PARTS OF THE EXERCISE:
- 1) Answer from the notes on Indus Valley sites, one line each:
(a) Who discovered Mohenjodaro, and in what year?
(b) What does the name Mohenjodaro literally mean?
(c) Who excavated Lothal?
- 2) Continue the notes on Indus Valley sites, starting with the next lettered entry under Lothal.

DOCUMENT PASSAGE:
────────────────────────────────────────
(c) There are two rows of six granaries, these were the nearest buildings to the river.
(d) Barracks in the form of rows of single roomed habitations which housed labourers are seen.
(e) Largest number of wheat grains are seen from Harappa.
(f) Red sandstone tarso of nude male seen.
(g) Two types of burial practices one of typical R37 type and another of atypical cemetery H type seen.

(2) Mohenjodaro
(a) It was the second Indus site to be discovered by R.D. Banerjee in 1922.
(b) It is located on the banks of river Indus in Sind.
(c) Great granary- the largest building.
(d) Multi-pillared assembly hall and a big rectangular building.
(e) Another building, identified as the temples.
(f) First street located in Mohenjodaro.
(g) Pasupati seal from Mohenjodaro.
(h) Bronze image of a dancing girl with right hand on hip.
(i) Steatite image of a bearded man said to be of a priest.
(j) 3 cylindrical seals of Mesopotamia.
(k) Bronze mirror, bronze needle, bronze saw seen in Mohenjodaro.
(l) Great both from Mohenjodaro has the largest brickwork.
(m) Skeletons are found on the stairs of a well indicating warfare and probably suggests Aryan invasion.
(n) Outbreak of Malaria.
(o) Settlement said to have declined due to floods.
(p) Mohenjodaro literally means ‘mound of the dead’.

(3) Lothal
(a) Lothal in gujarat was excavated by S.R. Rao.
(b) Lothal is located on the books of river Bhagava in Gujarat.
────────────────────────────────────────
DATA SUPPLIED:
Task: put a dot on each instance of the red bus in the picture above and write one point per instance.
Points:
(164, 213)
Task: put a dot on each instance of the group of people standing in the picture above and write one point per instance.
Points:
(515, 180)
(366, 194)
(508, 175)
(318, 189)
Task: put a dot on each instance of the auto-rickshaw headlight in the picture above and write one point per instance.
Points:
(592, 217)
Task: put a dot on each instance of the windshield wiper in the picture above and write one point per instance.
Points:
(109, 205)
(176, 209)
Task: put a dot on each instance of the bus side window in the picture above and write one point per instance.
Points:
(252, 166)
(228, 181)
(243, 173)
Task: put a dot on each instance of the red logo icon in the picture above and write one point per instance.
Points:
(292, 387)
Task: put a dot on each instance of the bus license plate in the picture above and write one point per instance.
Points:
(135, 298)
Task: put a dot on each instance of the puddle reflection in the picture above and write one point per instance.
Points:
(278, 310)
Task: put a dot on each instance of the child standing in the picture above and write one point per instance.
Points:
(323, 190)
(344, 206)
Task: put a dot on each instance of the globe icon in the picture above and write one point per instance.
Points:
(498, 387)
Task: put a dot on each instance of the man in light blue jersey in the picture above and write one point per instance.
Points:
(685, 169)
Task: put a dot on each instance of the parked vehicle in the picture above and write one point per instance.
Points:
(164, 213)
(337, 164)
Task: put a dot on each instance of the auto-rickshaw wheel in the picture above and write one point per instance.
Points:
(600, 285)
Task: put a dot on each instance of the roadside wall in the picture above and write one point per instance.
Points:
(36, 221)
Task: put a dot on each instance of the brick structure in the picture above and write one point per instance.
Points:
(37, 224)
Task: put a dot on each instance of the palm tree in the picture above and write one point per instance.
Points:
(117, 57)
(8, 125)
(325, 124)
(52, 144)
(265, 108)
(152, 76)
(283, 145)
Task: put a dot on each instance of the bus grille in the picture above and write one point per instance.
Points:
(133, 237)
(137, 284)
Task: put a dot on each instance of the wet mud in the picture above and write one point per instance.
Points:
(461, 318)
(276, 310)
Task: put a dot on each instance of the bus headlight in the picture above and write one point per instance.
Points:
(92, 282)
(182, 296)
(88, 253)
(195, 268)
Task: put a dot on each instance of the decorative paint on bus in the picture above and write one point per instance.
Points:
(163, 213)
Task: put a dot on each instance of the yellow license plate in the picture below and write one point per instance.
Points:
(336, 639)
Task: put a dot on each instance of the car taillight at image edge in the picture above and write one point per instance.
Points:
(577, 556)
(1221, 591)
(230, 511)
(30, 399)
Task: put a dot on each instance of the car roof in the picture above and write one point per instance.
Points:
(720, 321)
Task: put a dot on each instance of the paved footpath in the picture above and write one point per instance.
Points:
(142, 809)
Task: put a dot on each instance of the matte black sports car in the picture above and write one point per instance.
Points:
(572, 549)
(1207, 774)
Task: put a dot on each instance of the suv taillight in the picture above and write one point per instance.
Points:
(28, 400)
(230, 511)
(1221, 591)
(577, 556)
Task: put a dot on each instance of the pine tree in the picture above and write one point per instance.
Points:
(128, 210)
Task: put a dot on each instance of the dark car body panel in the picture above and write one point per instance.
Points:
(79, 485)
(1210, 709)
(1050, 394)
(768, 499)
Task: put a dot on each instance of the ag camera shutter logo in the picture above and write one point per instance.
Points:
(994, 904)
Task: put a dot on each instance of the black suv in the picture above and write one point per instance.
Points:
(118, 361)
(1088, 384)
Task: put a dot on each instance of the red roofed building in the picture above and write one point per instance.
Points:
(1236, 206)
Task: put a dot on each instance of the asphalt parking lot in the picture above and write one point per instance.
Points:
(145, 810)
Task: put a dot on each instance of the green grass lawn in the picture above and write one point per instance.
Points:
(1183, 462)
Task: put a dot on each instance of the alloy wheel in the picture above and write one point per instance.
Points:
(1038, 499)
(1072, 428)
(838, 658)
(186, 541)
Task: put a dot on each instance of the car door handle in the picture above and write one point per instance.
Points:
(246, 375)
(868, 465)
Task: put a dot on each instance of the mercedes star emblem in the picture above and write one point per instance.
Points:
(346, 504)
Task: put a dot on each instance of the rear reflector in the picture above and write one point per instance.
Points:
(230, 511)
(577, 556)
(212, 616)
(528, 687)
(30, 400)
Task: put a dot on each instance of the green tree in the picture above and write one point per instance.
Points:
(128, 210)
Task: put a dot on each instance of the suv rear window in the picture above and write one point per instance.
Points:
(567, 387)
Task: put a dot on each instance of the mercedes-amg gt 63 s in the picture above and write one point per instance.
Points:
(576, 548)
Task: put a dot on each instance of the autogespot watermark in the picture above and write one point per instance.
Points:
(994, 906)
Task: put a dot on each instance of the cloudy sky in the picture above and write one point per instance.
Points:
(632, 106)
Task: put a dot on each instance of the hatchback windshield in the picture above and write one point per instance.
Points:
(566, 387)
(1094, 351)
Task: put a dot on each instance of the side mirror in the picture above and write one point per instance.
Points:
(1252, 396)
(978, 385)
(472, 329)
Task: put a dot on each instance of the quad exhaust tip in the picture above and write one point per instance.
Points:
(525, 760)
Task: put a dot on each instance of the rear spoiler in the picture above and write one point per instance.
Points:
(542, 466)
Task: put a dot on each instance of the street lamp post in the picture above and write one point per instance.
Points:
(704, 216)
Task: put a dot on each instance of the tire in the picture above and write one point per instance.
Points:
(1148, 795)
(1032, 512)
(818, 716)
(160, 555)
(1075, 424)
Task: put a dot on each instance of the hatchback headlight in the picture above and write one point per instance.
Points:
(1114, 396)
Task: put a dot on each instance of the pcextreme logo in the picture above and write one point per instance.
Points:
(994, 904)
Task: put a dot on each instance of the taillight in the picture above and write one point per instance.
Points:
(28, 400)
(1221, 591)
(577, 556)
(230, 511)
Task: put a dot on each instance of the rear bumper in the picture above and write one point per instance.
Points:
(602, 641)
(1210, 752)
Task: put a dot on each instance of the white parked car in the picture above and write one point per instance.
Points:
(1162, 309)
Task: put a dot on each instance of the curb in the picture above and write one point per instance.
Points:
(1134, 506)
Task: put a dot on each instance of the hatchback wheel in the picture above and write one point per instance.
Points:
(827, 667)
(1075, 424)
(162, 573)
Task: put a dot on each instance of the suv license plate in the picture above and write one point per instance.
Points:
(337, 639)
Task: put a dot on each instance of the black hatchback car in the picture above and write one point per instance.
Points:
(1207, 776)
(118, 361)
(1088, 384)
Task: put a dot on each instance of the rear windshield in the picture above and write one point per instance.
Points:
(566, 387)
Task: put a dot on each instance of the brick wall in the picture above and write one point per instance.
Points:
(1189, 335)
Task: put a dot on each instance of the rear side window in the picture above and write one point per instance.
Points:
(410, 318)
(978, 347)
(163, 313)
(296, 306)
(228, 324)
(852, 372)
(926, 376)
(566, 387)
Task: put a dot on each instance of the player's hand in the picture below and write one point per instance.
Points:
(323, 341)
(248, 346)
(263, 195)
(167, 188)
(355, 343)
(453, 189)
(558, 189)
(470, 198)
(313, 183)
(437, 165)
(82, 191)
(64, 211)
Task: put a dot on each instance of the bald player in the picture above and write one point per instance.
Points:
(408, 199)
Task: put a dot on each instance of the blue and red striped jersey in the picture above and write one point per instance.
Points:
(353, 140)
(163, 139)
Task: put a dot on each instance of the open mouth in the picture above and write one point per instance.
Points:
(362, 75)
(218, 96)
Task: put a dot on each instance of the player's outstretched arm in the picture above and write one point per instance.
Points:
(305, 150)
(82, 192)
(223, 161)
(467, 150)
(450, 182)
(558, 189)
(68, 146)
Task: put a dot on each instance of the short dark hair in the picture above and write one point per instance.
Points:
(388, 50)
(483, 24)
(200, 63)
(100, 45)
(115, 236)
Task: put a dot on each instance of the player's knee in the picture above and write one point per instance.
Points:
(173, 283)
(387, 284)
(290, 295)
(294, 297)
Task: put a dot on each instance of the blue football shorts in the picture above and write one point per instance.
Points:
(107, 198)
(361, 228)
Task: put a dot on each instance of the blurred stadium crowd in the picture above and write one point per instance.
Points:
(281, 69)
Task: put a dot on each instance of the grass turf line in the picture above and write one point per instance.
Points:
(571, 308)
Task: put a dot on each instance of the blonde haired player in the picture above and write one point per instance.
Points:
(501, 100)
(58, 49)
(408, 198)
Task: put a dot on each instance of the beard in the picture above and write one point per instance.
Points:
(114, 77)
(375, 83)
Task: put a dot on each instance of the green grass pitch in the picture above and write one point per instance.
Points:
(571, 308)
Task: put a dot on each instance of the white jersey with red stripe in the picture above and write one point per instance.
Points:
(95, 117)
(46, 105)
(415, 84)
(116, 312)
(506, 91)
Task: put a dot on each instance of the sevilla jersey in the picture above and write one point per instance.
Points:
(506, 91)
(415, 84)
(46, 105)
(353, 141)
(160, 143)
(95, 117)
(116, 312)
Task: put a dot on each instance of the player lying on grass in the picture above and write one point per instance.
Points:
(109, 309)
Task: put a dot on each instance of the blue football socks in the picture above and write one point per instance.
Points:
────────────────────────────────────────
ANSWERS FOR EACH ITEM:
- 1)
(a) R.D. Banerjee, in 1922.
(b) 'Mound of the dead'.
(c) S.R. Rao.

- 2)
(c) The only Indus site with an artificial dockyard. The world’s first tidal port at Lothal.
(d) Evidence of double burials from Lothal.
(e) Evidence of Cultivation of rice in Lothal and Rangpur.
(f) Beadmakers shop seen in Lothal, Chanhudaro.
(g) Lothal is known as Monchester of Harrappan civilisation for its cotton trade.
(h) Copper furnaces have been found.
(i) A circular button shaped seal called Persian gulf seal seen.
(j) Two terracotta models of Egyptian mummies found wrapped in muslim cloth.
(k) A sacrificial fire alter found both in Lothal and Kalibangan suggesting medical and surgical skills.
(l) The game of chess seemed to have been played at Lothal.

(4) Chanhudaro
(a) Chanhudaro was excavated by N.G. Majumdar in Sind.
(b) It is known as the Lancashire of India.
(c) It’s the only Indus city without a citadel.
(d) Like Mohenjodaro it was also flooded more than once.
(e) Discovery of a small pot with was probably an ink-well.
(f) Largest number of copper implements are found from chanhudaro.

(5 ) Kalibangan
(a) The word kalibangan literally means black bangles.
(b) It was excavated by B.B. Lal and K. Ghosh.
(c) It is situated on the banks of Ghaggar river in Rajasthan.
(d) One of the two Indus cities which have both proto-Harappan and Harappan cultural phase.
(f) Discovery of platforms with five altars.
(G) Conspicuous absence of mother Goddess Figurines.
(h) Mud are found from every house in Kalibangan.
(i) 6- patterns of pottery type are found from Kalibangan.
(k) Evidence of mixed cropping from Kalibangan.
(l) A cylindrical seal has been found Kalibangan.

(6) Surkotada
(a) It was excavated by Joshi and is located in Gujarat.
(b) There is evidence of bones of a horse.
(c) The only Indus city to have a stone wall as fortification.
(d) Evidence of Pot burial in Surkotada.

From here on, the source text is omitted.